▶ [Given task] Copy the data word for word, keeping every line.

[Some records]
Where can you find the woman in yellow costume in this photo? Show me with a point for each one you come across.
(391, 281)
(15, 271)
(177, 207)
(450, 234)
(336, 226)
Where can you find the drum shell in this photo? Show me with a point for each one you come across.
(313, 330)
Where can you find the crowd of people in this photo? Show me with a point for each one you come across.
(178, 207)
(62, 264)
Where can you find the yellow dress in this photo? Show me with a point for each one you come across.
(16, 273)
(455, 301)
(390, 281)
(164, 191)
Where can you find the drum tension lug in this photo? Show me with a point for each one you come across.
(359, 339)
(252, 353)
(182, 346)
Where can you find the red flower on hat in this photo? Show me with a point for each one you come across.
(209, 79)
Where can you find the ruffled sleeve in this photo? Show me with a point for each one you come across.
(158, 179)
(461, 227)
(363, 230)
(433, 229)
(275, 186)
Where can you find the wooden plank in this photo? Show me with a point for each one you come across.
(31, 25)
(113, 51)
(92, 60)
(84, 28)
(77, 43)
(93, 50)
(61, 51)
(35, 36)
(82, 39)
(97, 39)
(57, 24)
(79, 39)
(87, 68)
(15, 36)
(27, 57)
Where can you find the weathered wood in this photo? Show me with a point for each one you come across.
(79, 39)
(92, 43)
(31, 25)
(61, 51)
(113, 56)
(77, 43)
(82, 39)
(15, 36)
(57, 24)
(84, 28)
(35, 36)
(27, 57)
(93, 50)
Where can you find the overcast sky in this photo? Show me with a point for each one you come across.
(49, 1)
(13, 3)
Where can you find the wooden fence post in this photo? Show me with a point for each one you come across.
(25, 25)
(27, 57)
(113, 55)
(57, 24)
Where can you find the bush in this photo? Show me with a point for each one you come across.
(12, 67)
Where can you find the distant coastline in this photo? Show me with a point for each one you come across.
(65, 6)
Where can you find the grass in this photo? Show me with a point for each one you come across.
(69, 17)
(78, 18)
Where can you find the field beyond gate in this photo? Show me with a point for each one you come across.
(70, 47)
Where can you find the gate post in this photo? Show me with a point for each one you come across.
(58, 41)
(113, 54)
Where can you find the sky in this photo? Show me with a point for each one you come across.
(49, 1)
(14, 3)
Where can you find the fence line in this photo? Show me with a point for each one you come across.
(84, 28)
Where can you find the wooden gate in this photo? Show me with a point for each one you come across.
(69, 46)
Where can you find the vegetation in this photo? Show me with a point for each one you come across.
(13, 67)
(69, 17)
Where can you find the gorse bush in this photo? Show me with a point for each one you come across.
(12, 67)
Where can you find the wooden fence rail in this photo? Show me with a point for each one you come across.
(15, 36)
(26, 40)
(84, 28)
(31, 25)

▶ [Task output]
Where can you find the woman in yellow costume in this photo? Show me with a point for each one you come across.
(391, 281)
(15, 271)
(177, 207)
(450, 234)
(336, 226)
Where can you find the drum shell in this photo? Show me with a point for each one you come across.
(313, 330)
Where can you find the crowd of people in this photo? Show me with a point for each one you come across.
(178, 207)
(62, 264)
Where can you find the yellow dress in this photo? Show me with a point for each one you come across.
(16, 273)
(455, 301)
(390, 281)
(164, 191)
Where can you find the drum tension lug in this photo? Show me with a point for each one you come across.
(359, 339)
(252, 353)
(182, 346)
Where can you find the red flower on hat in this photo? Show me with a point for each one you come across.
(209, 79)
Where can you find the ruffled sleeve in this photo? Show me with a point for each one you come across.
(158, 179)
(461, 227)
(363, 230)
(433, 229)
(275, 186)
Where can you find the wooden plank in this photo? Show me with a point for each one you come across.
(31, 25)
(113, 51)
(92, 60)
(84, 28)
(77, 43)
(93, 50)
(61, 51)
(35, 36)
(82, 39)
(97, 39)
(57, 24)
(79, 39)
(87, 68)
(15, 36)
(27, 57)
Where can you find the weathered wood in this photo? Show me with a point for each one you come across.
(79, 39)
(92, 43)
(31, 25)
(61, 51)
(113, 56)
(77, 43)
(82, 39)
(15, 36)
(57, 24)
(84, 28)
(35, 36)
(27, 57)
(93, 50)
Where can you find the overcast sky in this photo? Show me with a point for each one you come across.
(49, 1)
(13, 3)
Where can you find the wooden fence post in this photo? Show me with a point for each one you come across.
(25, 25)
(27, 57)
(113, 55)
(57, 24)
Where can you find the bush in this photo? Show me with a point for each one you come across.
(12, 67)
Where can you find the distant coastline in this photo? Show me with a point for each one you come across.
(65, 6)
Where can you find the grass in this photo? Show me with a point for each one you come across.
(69, 17)
(78, 18)
Where can you find the field beyond gate in this photo? Show me with a point for each one you come across.
(70, 47)
Where can you find the gate post in this photo? Show me with a point for each one you come across.
(58, 41)
(113, 54)
Where can you find the sky in this photo? Show me with a point for each one you come across.
(49, 1)
(14, 3)
Where can you find the fence line in this photo? Show me with a point for each one you come across.
(84, 28)
Where can you find the wooden gate in this photo? Show me with a point for each one you come across.
(69, 46)
Where can you find the vegetation in this photo? Show me with a point for each one you come across.
(13, 67)
(69, 17)
Where can you find the gorse bush in this photo? Show me with a point for each one you come across.
(12, 67)
Where can you find the wooden fence rail in this photo? Show me with a point for each one you come across.
(15, 36)
(26, 40)
(84, 28)
(31, 25)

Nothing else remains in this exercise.